• _TASK DIRECTIONS_
Copy the listing word for word, beginning with its first line and ending with the line that contains "column 278, row 132".

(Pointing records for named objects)
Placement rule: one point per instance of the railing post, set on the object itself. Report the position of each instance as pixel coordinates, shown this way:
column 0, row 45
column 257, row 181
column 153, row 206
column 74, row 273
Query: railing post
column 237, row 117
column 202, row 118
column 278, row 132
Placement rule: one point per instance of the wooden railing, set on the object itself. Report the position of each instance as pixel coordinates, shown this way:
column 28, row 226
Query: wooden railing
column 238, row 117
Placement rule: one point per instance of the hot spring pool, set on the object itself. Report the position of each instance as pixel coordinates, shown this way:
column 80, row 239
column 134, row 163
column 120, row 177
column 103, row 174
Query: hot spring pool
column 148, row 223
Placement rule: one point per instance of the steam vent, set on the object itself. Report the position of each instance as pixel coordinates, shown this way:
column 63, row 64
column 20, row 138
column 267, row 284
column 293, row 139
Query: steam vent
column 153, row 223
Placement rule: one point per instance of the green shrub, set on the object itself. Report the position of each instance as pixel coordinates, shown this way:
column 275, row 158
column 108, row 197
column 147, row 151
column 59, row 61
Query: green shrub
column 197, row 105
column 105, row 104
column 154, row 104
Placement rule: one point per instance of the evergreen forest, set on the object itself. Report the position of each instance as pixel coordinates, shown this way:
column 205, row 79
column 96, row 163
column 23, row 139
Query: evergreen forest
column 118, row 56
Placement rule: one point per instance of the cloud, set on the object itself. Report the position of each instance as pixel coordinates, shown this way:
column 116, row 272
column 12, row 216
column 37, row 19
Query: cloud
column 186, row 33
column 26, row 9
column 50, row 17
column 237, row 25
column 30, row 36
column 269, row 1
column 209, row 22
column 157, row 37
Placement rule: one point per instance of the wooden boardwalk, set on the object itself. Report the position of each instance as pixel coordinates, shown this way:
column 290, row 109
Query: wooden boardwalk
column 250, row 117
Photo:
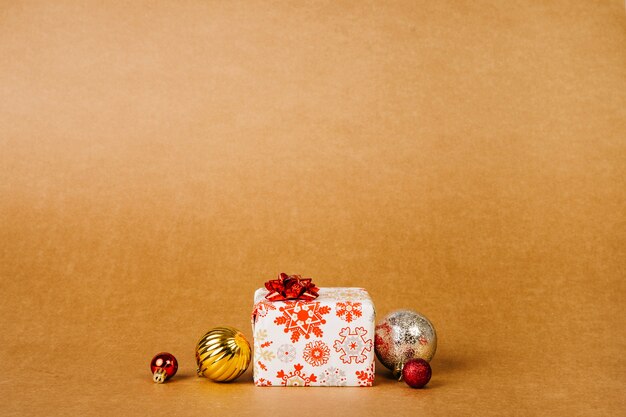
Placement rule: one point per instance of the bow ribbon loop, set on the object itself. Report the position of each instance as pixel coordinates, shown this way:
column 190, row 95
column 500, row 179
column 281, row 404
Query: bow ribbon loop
column 291, row 287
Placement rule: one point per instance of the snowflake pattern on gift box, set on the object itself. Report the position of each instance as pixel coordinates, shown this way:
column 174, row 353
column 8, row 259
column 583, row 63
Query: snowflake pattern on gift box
column 286, row 353
column 332, row 377
column 262, row 308
column 262, row 351
column 302, row 319
column 296, row 378
column 316, row 353
column 353, row 345
column 262, row 382
column 347, row 310
column 366, row 377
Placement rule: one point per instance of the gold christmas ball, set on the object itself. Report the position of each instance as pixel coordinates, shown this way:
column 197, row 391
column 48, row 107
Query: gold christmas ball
column 222, row 354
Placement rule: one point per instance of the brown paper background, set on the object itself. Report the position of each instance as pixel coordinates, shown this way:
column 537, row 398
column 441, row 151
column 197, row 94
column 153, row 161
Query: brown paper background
column 160, row 160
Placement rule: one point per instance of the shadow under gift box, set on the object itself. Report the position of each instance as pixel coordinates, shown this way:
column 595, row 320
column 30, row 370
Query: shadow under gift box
column 328, row 341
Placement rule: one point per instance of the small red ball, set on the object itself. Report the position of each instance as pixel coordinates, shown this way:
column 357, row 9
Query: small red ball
column 163, row 366
column 416, row 373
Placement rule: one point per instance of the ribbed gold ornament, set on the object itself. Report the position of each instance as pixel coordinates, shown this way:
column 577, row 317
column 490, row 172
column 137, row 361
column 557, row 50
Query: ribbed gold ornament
column 222, row 354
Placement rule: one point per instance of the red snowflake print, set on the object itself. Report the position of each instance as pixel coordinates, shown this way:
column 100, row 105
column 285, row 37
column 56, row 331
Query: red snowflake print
column 302, row 319
column 316, row 353
column 353, row 345
column 296, row 378
column 261, row 308
column 262, row 382
column 347, row 310
column 366, row 378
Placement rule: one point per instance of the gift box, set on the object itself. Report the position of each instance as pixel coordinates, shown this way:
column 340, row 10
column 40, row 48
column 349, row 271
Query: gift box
column 322, row 341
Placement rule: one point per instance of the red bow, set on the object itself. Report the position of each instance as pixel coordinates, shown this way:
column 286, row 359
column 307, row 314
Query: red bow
column 291, row 287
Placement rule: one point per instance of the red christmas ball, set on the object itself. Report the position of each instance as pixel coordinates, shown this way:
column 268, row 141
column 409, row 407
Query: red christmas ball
column 163, row 366
column 416, row 373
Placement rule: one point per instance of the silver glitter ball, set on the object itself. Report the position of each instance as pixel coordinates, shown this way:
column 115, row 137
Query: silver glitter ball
column 404, row 335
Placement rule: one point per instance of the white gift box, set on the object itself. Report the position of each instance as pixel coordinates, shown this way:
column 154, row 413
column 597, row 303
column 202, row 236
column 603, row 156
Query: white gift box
column 328, row 341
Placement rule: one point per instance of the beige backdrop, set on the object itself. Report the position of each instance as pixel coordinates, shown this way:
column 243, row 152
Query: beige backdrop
column 160, row 160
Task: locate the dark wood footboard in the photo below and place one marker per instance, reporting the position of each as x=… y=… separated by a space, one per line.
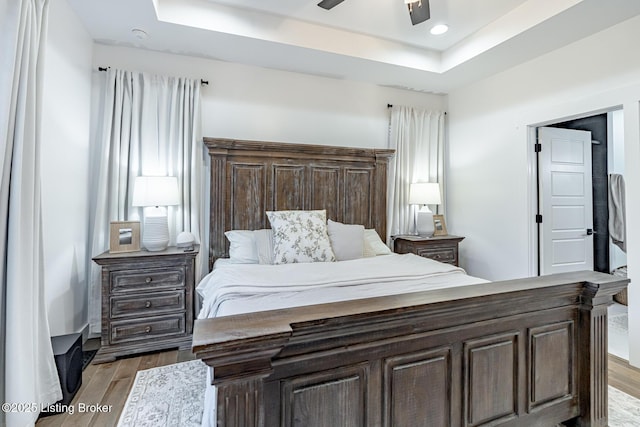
x=530 y=352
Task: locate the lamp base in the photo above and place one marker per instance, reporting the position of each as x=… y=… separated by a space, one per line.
x=156 y=233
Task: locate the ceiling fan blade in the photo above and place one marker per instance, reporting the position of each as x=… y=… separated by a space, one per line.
x=419 y=11
x=328 y=4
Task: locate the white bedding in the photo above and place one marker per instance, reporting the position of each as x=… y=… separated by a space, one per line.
x=242 y=288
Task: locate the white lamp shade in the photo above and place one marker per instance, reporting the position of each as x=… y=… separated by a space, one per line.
x=424 y=193
x=156 y=191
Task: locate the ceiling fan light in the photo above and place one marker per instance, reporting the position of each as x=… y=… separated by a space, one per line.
x=439 y=29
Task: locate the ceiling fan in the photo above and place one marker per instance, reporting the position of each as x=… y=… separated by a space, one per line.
x=418 y=9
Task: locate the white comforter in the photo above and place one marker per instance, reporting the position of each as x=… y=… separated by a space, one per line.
x=243 y=288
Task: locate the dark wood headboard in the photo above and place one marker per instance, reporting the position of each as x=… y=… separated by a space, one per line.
x=249 y=178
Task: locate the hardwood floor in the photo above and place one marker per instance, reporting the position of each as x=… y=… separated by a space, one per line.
x=623 y=376
x=109 y=384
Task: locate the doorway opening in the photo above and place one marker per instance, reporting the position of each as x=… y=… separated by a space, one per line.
x=607 y=158
x=606 y=150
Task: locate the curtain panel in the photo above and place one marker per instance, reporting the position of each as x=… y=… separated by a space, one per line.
x=418 y=137
x=29 y=373
x=147 y=125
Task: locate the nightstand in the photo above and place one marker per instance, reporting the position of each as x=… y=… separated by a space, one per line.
x=147 y=301
x=439 y=248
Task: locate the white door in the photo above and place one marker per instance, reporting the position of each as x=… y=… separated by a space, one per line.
x=565 y=200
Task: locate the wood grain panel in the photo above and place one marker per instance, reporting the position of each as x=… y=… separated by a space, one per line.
x=491 y=379
x=358 y=199
x=238 y=405
x=306 y=177
x=552 y=362
x=248 y=195
x=325 y=190
x=326 y=399
x=289 y=187
x=418 y=389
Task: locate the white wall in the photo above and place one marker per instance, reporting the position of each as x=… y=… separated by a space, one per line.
x=247 y=102
x=489 y=188
x=65 y=131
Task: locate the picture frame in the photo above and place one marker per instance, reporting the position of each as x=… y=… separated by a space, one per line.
x=124 y=236
x=439 y=226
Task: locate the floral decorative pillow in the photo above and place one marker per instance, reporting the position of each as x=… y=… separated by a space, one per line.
x=300 y=236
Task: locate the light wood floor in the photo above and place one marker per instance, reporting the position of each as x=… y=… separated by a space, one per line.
x=109 y=384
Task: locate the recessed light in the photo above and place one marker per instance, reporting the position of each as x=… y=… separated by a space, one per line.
x=141 y=34
x=439 y=29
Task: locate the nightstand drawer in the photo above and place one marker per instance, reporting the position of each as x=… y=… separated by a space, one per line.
x=147 y=304
x=438 y=248
x=129 y=281
x=447 y=255
x=129 y=331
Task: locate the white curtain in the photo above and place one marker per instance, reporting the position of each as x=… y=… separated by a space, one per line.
x=29 y=372
x=148 y=125
x=418 y=138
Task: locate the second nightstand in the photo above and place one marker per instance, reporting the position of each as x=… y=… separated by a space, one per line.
x=147 y=301
x=439 y=248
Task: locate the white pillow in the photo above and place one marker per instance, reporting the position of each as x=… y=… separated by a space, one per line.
x=347 y=240
x=264 y=245
x=242 y=247
x=373 y=245
x=300 y=236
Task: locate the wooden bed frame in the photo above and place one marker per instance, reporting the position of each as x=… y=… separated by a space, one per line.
x=530 y=352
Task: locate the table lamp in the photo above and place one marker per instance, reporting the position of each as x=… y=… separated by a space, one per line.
x=155 y=193
x=424 y=194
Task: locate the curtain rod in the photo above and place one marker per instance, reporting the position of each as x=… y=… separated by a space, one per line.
x=202 y=81
x=391 y=106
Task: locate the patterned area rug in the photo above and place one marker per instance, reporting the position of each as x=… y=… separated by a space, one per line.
x=173 y=395
x=168 y=396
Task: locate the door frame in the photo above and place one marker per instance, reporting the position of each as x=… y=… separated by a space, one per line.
x=532 y=182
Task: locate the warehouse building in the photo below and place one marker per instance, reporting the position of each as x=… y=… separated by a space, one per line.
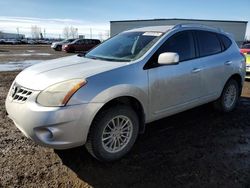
x=11 y=36
x=236 y=28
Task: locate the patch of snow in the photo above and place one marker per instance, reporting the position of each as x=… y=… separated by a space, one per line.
x=31 y=51
x=18 y=65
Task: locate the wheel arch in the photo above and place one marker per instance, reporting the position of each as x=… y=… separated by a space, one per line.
x=131 y=101
x=238 y=79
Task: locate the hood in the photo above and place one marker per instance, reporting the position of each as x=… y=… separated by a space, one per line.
x=47 y=73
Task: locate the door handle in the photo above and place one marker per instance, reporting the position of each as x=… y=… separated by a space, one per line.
x=228 y=62
x=196 y=70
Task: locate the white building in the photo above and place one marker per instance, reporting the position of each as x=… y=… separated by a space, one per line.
x=11 y=36
x=236 y=28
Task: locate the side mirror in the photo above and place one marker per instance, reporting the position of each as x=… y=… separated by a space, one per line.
x=168 y=58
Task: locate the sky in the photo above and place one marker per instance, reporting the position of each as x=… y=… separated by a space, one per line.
x=94 y=16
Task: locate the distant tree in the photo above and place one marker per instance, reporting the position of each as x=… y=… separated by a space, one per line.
x=35 y=32
x=66 y=32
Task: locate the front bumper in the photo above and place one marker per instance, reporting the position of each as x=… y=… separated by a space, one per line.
x=56 y=127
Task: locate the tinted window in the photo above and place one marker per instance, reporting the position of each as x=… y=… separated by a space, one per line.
x=208 y=43
x=226 y=41
x=181 y=43
x=246 y=46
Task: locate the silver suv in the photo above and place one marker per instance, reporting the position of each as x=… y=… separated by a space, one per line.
x=104 y=99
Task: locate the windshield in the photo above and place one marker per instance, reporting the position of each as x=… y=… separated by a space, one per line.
x=126 y=46
x=246 y=46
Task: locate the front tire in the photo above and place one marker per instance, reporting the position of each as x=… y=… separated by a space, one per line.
x=229 y=98
x=113 y=133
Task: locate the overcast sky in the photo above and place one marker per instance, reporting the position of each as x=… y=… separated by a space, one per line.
x=54 y=15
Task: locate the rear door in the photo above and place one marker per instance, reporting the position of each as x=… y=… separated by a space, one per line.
x=173 y=88
x=214 y=62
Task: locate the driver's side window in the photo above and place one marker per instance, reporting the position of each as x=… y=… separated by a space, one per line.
x=181 y=43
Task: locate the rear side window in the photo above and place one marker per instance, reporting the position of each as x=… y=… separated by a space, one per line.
x=225 y=41
x=208 y=42
x=181 y=43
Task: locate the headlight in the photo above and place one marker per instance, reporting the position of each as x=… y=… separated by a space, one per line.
x=60 y=93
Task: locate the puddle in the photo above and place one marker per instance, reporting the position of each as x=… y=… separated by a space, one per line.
x=31 y=51
x=18 y=65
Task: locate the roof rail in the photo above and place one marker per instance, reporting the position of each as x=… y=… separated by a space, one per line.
x=197 y=25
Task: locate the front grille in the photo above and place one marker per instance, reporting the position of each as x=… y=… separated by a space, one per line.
x=19 y=94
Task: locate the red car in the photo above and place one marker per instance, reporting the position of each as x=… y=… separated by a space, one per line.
x=245 y=48
x=81 y=45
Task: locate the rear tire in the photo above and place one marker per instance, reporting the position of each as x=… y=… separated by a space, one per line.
x=229 y=98
x=113 y=133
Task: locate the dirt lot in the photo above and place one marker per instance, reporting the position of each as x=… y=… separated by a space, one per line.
x=197 y=148
x=28 y=52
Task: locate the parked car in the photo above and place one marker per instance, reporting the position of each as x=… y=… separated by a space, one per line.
x=247 y=66
x=245 y=48
x=2 y=41
x=12 y=41
x=81 y=45
x=104 y=100
x=58 y=45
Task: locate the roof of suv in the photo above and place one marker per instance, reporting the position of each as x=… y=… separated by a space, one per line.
x=166 y=28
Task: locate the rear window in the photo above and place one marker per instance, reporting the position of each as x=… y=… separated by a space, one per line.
x=209 y=43
x=225 y=41
x=246 y=46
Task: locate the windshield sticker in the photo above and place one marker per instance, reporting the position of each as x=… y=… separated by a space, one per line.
x=155 y=34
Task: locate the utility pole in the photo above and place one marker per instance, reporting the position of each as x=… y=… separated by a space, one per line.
x=44 y=33
x=17 y=29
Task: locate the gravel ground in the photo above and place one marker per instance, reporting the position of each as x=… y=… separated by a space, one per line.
x=197 y=148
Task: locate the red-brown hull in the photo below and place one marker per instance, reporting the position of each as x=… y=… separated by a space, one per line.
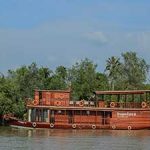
x=122 y=126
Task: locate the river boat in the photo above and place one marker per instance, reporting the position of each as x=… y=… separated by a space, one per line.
x=116 y=110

• _SOLUTION BELOW_
Placement rule: one point per instance of the railing post, set on the object itself. Report the position of each instance as pixel coordinates, shown this way:
column 0, row 45
column 257, row 181
column 153, row 206
column 74, row 273
Query: railing post
column 237, row 117
column 202, row 118
column 278, row 132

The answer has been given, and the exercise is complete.